• **Tareas propuestas**
A) Reproduce del fragmento sobre la procesión del Cristo del Sahúco todo lo que va desde "Terminada la misa, oficiada" hasta "marianas y avemarías.", ambos incluidos.
B) En las entradas, toma todo lo que va desde la línea que contiene "of the black" hasta la que contiene "[(162, 244)]", ambas incluidas, y cambia "curb" por "kerb" sin alterar nada más. Devuelve solo esas líneas.

• **Fragmento del documento**
= = = =

Terminada la misa, oficiada por el obispo Victorio Oliver, los corredores abandonan la ermita y se marchan a esperar al Cristo en la primera cruz. Una breve espera en la que la imagen es llevada por los que quieren y pueden al igual que la Virgen del Rosario, entre vivas, canciones marianas y avemarías.
Al llegar a la primera cruz, el Cristo tiene que esperar a la Virgen que, después, colocan a su altura. Una imagen frente a otra. De esa forma, los que llevan al Cristo lo bajan de la parte delantera haciendo lo mismo los que portan a la del Rosario. La escena que se contempla es la de un abrazo de despedida entre vivas y lágrimas.
El sonido de lo que me parece un martillo llama mi atención y, a duras penas, entre el gentío, llego a la primera fila de lo que podría ser el final de un entierro y contemplo una especie de ataúd de madera, en forma de cruz y tapadera de cristal en el que introducen a la imagen a la que miman y sujetan con seguridad para evitar accidentes. No olvidemos que lo llevarán a la carrera los 15 kilómetros que lo separan de Peñas de San Pedro.
En un santiamén nos ponemos en marcha y los gritos llegan como ecos: ¡Viva el Santísimo Cristo del Sahúco, Viva su Santísima Madre, Viva el acompañamiento…Palmas gandules!!!, esto último para animar, me dicen.

= = = =

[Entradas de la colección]

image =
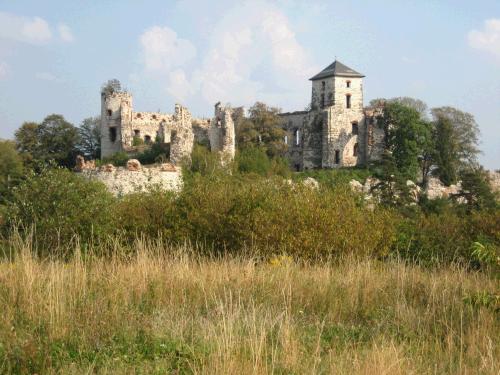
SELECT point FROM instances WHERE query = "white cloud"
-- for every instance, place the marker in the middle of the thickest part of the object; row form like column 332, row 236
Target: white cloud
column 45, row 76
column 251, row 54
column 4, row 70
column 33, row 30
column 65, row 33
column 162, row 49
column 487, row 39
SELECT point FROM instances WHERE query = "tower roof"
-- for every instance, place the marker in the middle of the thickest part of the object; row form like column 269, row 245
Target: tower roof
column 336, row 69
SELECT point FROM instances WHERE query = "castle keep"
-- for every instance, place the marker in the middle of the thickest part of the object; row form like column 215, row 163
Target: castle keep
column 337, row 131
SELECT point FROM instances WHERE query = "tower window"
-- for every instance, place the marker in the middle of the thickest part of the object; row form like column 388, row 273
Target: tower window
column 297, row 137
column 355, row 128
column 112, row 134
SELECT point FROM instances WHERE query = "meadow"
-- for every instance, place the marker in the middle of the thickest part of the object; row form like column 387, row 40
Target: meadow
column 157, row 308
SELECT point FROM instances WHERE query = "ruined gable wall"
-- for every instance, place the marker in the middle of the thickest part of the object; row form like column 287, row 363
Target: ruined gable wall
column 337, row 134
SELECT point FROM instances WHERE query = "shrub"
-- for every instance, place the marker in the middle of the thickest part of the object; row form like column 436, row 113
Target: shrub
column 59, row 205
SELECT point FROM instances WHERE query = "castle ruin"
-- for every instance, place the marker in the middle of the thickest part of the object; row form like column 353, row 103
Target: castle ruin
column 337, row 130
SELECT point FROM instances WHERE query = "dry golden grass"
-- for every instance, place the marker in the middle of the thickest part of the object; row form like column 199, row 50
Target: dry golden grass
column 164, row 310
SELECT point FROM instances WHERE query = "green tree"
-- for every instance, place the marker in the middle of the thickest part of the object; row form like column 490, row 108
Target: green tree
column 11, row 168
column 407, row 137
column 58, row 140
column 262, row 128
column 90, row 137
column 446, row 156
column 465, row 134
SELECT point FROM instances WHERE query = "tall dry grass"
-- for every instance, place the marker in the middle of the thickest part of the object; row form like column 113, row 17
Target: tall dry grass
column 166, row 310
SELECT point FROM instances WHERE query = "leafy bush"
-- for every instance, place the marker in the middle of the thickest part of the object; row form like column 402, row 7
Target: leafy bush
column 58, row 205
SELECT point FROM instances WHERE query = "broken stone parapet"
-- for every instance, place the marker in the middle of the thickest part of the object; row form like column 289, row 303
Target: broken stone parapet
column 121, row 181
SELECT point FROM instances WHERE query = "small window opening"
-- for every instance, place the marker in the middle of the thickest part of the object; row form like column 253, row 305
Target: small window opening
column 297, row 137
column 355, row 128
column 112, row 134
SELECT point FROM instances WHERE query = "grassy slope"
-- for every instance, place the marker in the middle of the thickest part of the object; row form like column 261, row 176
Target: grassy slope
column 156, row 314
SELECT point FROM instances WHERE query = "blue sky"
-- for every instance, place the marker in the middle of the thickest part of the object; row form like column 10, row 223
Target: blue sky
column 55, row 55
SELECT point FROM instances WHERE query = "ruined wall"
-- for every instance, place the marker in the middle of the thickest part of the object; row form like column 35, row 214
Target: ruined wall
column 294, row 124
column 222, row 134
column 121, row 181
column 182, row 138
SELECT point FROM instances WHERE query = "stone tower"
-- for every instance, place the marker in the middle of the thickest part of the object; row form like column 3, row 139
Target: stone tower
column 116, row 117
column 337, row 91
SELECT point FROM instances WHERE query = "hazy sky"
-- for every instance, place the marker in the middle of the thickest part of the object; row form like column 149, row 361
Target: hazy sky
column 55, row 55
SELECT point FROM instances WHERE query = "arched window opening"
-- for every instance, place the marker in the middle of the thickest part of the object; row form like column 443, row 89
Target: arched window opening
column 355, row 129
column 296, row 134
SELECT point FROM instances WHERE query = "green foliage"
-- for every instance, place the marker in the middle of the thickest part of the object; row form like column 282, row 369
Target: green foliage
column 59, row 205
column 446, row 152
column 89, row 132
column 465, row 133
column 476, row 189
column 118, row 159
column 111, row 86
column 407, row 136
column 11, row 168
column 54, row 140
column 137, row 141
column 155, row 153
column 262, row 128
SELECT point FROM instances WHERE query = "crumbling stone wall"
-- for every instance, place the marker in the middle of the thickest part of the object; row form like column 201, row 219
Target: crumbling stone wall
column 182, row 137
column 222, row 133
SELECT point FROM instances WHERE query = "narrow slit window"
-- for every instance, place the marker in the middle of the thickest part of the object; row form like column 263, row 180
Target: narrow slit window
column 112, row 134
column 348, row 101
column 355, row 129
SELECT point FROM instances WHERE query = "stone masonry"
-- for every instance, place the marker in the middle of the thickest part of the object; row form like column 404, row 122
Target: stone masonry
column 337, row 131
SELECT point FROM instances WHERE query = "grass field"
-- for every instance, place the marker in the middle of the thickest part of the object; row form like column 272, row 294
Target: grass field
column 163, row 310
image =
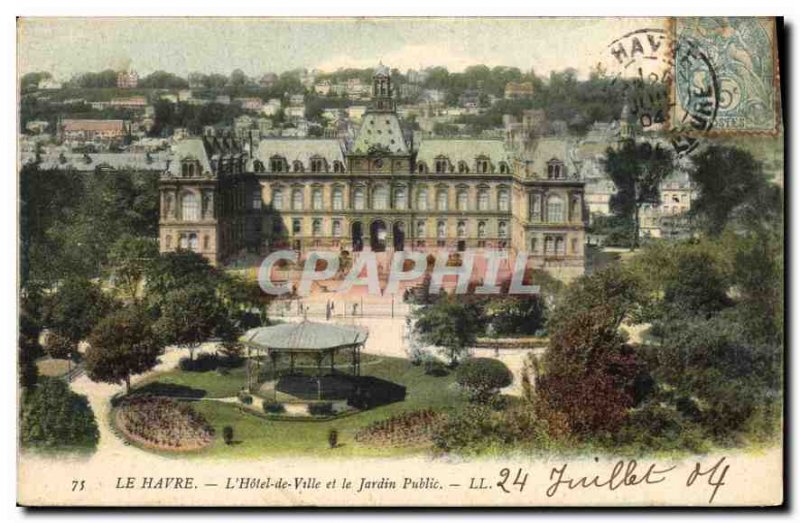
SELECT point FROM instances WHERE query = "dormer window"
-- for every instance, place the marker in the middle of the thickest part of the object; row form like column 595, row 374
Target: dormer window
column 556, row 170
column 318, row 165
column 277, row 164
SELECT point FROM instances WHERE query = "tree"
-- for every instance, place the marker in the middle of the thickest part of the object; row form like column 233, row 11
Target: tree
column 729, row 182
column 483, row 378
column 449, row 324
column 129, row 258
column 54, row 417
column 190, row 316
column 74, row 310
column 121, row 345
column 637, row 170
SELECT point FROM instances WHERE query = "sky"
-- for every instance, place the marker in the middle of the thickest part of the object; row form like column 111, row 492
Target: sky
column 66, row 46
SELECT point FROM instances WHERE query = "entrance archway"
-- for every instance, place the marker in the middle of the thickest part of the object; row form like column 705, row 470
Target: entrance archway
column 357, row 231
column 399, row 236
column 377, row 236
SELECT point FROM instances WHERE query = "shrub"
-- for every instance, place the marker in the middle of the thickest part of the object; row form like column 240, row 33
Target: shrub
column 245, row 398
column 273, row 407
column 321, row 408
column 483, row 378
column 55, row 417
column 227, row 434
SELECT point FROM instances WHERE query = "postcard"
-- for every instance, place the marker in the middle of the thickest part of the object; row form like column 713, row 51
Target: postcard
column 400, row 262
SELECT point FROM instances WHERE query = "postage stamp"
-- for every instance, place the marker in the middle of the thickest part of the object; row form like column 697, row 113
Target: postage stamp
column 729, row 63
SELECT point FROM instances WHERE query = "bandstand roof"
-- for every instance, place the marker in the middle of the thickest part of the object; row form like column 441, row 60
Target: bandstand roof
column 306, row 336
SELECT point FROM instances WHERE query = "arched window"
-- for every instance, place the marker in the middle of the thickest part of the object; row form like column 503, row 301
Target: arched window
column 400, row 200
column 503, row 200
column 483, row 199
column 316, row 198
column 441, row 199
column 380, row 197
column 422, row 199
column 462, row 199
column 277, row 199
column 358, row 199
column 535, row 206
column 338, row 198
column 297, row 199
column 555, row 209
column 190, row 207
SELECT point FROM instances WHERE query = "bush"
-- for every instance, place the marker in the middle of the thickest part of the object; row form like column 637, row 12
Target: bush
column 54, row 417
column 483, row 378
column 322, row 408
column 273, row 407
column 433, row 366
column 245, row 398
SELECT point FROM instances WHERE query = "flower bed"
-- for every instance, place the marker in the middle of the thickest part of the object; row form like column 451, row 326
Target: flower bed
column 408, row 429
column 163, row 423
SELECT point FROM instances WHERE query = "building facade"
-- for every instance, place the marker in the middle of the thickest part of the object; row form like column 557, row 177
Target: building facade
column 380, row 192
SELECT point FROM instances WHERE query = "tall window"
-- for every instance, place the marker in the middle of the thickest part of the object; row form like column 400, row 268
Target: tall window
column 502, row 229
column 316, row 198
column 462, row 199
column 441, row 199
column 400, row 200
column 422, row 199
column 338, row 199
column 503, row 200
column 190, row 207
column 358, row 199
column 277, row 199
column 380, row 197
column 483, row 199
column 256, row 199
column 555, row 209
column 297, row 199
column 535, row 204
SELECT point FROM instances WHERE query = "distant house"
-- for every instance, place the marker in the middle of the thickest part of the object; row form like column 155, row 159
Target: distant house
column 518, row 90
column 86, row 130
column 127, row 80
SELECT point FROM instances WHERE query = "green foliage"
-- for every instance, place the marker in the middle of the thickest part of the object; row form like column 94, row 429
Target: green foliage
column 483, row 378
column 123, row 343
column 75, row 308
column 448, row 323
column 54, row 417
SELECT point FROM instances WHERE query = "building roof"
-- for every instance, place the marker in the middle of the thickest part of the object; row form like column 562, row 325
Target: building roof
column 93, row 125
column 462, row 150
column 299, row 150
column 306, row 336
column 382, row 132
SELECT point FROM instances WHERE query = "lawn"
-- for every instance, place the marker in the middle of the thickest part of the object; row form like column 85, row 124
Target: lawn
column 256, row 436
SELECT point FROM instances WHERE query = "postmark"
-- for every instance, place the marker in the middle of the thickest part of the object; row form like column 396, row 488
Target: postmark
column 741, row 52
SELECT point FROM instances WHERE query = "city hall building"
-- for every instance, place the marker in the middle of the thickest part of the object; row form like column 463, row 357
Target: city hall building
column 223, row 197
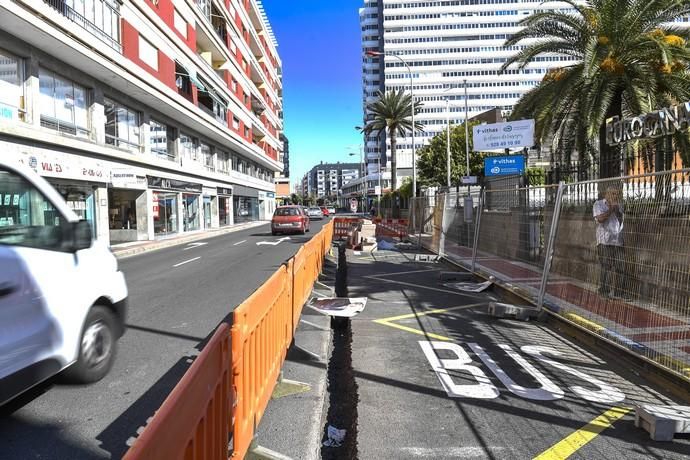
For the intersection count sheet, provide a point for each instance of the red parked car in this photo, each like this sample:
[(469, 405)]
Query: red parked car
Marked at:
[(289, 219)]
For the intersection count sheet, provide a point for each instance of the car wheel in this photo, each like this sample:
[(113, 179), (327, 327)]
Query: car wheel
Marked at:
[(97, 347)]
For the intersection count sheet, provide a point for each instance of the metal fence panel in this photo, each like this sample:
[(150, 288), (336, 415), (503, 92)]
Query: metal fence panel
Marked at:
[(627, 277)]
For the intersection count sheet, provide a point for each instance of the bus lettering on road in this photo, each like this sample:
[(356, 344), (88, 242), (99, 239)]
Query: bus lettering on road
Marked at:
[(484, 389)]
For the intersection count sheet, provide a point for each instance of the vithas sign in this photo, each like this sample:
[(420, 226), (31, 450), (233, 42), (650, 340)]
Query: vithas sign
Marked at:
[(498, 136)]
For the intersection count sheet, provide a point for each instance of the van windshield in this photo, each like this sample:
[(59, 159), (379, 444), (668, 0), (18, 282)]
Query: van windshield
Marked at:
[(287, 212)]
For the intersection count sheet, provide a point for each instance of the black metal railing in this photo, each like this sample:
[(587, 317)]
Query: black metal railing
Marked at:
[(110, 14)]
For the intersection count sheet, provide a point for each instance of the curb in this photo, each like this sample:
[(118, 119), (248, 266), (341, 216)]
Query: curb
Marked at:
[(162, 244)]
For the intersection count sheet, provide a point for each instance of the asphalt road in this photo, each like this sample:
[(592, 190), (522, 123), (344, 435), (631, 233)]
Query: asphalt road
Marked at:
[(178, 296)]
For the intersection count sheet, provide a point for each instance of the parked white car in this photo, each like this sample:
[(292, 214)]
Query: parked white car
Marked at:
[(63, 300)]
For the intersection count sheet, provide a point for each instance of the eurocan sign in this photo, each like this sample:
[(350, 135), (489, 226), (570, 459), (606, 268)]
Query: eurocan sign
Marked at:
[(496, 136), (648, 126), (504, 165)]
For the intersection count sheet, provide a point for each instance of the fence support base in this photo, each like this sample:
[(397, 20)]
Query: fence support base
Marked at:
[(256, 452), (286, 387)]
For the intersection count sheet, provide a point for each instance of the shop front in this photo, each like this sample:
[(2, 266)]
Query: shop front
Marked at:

= = = =

• **Respuestas por tarea**
A)
Terminada la misa, oficiada por el obispo Victorio Oliver, los corredores abandonan la ermita y se marchan a esperar al Cristo en la primera cruz. Una breve espera en la que la imagen es llevada por los que quieren y pueden al igual que la Virgen del Rosario, entre vivas, canciones marianas y avemarías.

B)
For the intersection count sheet, provide a point for each instance of the black metal railing in this photo, each like this sample:
[(587, 317)]
Query: black metal railing
Marked at:
[(110, 14)]
For the intersection count sheet, provide a point for each instance of the kerb in this photo, each like this sample:
[(118, 119), (248, 266), (341, 216)]
Query: kerb
Marked at:
[(162, 244)]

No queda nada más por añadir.